- Selection
◇ ◇ ◇
Jack Kerouac's Peripatetic Ode Comes Home
You're not really writing a book till you begin to take liberties with it.
- Jack Kerouac
James Campion

Jean-Louis Le bris de Kerouac wrote the above in a 1949 journal two years removed from his first of three free-wheeling cross-counrty road trips, considerable portions of which were spent beside a human dynamo named Neal Cassidy, the hero and focus of his most famous and influential work, "On The Road", to be published eight years later and now fifty years ago.
The passage resonates as a confession for its author, whose public sermonizing about the priority of "spontaneous prose" led to the mythology behind the book's bizarre crafting, but it is also serves as a prophecy for generations of its readers, who have taken many and varied liberties with the novel's compelling content and in the process perhaps twisted its original themes.

The book's narrator, Sal Paradise could well have been talking about the legacy of "On The Road" when he muses; "I realized I had died and been reborn numberless times but just didn't remember especially because the transitions from life to death and back to life are so ghostly easy."

"On The Road" and the image of Jack Kerouac have led several lives in the past half-century. Both art and artist, as inseparable as the two get, have become icons to decades of youth and culture movements, soundboards for freedom through itinerancy, and an overt call for social rebellion in alternative lifestyles forged through experimenting with drugs and sex. The novel, like all of Kerouac's work, has been required reading for those emerging from innocence to experience and the trading of middle-class illusions for a wide-open breath of American madness.
◇ ◇ ◇
- Written request A
List every distinct full personal name (first and last name together) that appears in the piece on Kerouac's novel.
- Written request B
In the piece on Kerouac's novel, retype the part that opens with the words containing "Jack Kerouac's Peripatetic" and closes with "fifty years ago.".

- Collected data
◇ ◇ ◇
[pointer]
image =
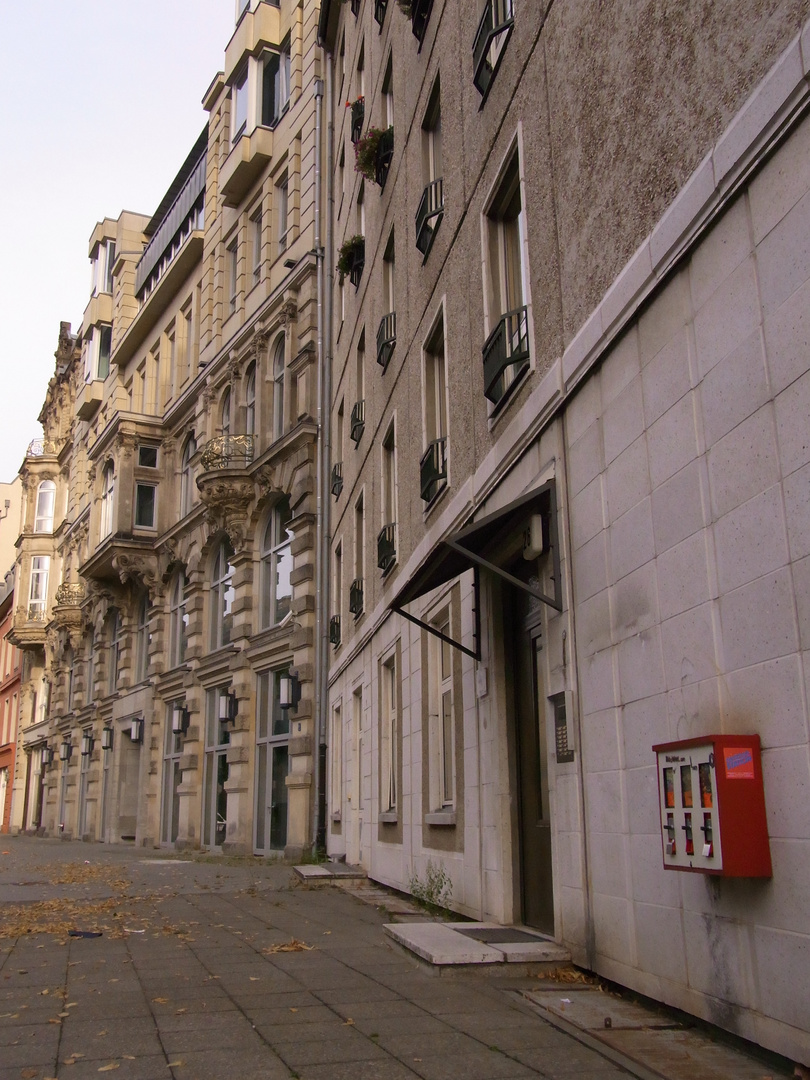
◇ ◇ ◇
- Answer A
Jack Kerouac
James Campion
Jean-Louis Le bris de Kerouac
Neal Cassidy
Sal Paradise

- Answer B
Jack Kerouac's Peripatetic Ode Comes Home
You're not really writing a book till you begin to take liberties with it.
- Jack Kerouac
James Campion

Jean-Louis Le bris de Kerouac wrote the above in a 1949 journal two years removed from his first of three free-wheeling cross-counrty road trips, considerable portions of which were spent beside a human dynamo named Neal Cassidy, the hero and focus of his most famous and influential work, "On The Road", to be published eight years later and now fifty years ago.